■ What is required:
Reproduce the listing verbatim, starting at its first line and ending at the line that contains "[[[0,256],[26,256],[25,234],[13,236],[7,244],[0,246]]]", both included.

■ Data for this exercise:
=-=-=

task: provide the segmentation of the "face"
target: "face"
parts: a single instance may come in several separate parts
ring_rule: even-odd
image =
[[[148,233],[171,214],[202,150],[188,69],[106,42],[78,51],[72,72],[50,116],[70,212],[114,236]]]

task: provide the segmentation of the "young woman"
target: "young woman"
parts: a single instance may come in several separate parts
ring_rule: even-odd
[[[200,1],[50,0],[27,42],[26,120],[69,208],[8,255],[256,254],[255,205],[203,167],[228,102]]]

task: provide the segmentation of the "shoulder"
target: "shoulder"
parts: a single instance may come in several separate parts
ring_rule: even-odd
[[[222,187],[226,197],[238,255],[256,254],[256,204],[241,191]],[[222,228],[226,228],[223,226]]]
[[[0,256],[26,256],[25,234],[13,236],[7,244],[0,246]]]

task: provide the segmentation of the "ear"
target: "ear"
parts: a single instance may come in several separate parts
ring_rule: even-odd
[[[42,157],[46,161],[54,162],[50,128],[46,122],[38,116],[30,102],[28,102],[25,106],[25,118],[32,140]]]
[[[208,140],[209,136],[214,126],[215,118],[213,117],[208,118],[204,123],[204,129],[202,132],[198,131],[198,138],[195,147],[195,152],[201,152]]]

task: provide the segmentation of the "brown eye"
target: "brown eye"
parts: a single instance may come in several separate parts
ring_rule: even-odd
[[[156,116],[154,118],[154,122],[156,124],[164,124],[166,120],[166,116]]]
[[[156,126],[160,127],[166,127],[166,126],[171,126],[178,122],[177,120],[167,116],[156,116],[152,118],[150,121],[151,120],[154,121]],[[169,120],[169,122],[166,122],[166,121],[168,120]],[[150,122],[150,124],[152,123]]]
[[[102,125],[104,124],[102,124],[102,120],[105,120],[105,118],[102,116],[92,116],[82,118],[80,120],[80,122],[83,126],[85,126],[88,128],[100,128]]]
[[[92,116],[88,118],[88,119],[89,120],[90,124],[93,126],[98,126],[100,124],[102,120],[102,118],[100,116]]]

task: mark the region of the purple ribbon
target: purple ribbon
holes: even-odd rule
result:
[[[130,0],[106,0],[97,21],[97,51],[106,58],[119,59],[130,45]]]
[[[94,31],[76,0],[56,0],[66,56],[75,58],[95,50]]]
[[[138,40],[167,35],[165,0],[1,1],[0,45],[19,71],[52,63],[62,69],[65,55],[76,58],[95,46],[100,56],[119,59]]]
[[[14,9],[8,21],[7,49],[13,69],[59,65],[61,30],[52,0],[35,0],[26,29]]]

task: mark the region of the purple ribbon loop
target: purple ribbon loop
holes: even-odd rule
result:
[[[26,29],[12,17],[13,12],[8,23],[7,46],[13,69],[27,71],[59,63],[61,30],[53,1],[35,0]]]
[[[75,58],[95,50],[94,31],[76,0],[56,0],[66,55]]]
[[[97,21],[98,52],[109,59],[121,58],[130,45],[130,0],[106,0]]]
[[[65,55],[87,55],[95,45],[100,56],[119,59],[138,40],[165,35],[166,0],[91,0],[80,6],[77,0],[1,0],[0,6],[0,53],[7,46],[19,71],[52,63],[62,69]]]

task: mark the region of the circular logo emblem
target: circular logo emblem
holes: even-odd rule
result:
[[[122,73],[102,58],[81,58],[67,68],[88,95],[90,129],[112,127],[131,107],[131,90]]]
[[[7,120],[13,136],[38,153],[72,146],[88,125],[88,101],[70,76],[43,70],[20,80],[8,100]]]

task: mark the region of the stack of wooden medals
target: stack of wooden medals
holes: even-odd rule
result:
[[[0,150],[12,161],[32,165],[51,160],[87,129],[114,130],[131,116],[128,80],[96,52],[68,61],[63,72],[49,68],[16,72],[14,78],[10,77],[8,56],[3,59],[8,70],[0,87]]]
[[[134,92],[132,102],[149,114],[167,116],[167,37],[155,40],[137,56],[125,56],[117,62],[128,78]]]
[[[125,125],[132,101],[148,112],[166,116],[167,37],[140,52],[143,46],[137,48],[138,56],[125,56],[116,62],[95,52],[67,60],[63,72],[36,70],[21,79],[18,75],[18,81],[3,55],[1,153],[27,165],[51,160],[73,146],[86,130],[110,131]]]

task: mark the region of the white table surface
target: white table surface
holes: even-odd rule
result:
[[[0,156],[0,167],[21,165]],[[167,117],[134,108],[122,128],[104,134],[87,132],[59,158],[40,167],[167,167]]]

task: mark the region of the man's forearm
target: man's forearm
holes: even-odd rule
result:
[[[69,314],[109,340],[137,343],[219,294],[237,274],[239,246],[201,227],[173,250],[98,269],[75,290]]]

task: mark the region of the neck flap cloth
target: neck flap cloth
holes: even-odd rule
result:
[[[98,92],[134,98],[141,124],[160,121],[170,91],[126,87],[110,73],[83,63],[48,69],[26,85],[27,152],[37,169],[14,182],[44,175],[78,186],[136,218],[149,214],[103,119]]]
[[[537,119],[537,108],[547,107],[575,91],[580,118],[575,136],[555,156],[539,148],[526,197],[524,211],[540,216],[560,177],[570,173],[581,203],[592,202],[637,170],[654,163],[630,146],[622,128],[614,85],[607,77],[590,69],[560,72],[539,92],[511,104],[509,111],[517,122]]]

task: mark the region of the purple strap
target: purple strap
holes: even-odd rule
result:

=-=-=

■ Final result:
task: provide the segmentation of the "face"
target: "face"
parts: a single instance may come in several separate parts
ring_rule: even-odd
image =
[[[148,233],[171,214],[202,150],[188,69],[106,42],[78,51],[72,72],[50,116],[70,212],[114,236]]]

task: provide the segmentation of the "young woman"
target: "young woman"
parts: a single instance may come in several separate parts
ring_rule: even-odd
[[[200,1],[50,0],[27,42],[26,120],[69,208],[8,255],[256,254],[255,205],[203,167],[228,102]]]

task: provide the segmentation of the "shoulder"
target: "shoulder"
parts: a single instance may come in several separate parts
ring_rule: even-odd
[[[222,187],[226,197],[238,255],[256,254],[256,204],[241,191]],[[222,228],[226,228],[223,226]]]
[[[0,256],[26,256],[25,234],[13,236],[7,244],[0,246]]]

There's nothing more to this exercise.